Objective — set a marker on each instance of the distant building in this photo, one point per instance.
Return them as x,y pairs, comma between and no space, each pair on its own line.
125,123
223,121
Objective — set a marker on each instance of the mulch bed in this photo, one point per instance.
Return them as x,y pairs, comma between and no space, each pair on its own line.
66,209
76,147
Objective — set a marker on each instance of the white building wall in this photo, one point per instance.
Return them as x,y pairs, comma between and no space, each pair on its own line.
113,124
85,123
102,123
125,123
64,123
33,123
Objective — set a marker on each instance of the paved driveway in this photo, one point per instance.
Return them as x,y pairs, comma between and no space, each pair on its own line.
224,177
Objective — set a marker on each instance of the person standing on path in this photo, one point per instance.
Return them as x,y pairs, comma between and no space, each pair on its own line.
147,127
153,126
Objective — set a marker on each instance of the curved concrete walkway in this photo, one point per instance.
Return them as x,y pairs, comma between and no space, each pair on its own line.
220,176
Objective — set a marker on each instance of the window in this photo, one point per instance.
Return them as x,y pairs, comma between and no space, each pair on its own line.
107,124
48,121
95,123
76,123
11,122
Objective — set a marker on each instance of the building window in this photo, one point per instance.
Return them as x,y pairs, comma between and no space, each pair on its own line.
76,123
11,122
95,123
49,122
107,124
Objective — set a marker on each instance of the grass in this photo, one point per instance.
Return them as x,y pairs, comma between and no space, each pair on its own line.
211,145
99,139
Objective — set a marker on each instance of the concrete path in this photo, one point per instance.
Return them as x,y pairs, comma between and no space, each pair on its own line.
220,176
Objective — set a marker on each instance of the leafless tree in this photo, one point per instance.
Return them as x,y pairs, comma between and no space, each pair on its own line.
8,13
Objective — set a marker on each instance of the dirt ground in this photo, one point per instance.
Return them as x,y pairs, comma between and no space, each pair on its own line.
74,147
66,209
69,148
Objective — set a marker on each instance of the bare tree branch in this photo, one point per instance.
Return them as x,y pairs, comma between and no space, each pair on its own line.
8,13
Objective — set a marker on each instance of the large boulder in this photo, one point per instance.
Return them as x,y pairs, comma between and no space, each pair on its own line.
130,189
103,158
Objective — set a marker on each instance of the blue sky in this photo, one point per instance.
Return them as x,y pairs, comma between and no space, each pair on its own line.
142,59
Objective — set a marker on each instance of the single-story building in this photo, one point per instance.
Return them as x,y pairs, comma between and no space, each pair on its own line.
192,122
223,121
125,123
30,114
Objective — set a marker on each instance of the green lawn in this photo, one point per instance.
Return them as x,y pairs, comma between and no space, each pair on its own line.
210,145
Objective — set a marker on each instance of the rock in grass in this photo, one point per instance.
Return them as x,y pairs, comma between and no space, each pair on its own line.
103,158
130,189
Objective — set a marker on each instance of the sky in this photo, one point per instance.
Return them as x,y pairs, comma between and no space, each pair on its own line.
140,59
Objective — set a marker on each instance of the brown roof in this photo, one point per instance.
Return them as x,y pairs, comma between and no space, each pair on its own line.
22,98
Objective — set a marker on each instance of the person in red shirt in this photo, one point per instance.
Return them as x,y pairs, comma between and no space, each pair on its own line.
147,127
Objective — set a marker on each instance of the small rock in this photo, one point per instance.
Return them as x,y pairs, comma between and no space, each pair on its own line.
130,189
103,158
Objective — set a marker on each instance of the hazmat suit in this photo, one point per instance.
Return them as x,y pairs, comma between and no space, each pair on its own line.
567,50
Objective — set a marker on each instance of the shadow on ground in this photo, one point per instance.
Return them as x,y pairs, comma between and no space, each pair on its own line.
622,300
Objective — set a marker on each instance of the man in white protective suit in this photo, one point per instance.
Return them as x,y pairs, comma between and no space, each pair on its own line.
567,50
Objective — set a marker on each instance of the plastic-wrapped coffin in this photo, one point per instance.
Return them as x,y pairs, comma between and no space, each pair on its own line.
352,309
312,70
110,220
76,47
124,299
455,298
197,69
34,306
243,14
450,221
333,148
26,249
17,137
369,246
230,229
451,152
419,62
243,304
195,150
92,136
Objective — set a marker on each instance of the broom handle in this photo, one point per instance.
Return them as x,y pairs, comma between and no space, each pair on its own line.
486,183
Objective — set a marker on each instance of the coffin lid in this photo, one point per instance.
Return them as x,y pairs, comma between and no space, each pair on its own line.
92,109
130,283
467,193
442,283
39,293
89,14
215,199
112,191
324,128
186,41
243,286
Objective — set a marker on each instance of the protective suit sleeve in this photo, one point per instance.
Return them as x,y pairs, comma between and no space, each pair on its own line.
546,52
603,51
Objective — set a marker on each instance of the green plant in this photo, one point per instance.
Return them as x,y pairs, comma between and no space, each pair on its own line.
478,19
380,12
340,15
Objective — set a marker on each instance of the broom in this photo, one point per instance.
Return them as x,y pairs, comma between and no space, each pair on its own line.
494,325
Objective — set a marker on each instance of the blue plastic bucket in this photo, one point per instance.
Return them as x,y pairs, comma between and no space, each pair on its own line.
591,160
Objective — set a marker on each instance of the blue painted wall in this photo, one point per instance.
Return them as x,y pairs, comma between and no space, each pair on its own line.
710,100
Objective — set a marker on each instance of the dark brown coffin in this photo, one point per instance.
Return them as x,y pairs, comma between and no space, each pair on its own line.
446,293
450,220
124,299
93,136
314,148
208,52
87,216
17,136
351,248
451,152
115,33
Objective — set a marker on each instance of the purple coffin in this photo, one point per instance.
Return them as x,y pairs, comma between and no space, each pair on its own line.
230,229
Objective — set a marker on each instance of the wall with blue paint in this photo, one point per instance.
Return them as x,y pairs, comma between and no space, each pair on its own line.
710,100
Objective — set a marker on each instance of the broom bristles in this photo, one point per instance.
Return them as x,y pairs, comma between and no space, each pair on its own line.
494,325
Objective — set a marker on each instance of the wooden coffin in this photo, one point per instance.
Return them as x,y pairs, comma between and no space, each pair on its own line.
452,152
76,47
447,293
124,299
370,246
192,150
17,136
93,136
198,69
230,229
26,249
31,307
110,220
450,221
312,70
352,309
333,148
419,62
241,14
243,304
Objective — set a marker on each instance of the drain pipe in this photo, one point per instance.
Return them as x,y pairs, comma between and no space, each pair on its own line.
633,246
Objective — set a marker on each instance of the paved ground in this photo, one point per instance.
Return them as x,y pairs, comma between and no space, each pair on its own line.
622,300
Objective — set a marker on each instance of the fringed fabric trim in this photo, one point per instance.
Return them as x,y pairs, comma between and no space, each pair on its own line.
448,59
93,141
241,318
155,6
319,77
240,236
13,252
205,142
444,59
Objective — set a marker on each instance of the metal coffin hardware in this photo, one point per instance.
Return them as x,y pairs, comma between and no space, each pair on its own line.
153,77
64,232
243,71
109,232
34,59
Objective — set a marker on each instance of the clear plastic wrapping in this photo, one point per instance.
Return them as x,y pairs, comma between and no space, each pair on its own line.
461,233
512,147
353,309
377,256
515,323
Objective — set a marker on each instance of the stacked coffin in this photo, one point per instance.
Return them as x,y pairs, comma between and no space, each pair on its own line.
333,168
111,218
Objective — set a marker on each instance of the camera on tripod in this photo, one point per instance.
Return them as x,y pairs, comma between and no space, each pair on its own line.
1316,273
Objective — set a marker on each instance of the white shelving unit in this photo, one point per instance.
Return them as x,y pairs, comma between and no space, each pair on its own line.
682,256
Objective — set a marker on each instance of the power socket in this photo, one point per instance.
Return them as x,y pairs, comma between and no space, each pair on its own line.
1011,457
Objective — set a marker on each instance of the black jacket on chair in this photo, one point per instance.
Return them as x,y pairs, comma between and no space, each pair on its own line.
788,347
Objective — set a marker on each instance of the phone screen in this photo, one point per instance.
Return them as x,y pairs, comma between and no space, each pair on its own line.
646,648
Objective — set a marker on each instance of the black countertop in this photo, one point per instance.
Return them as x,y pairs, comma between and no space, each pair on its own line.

• Instructions for the task: Look through the records above for the word "brown". Report how many lines contain it, as a bare number.

• Solution to this exercise: 2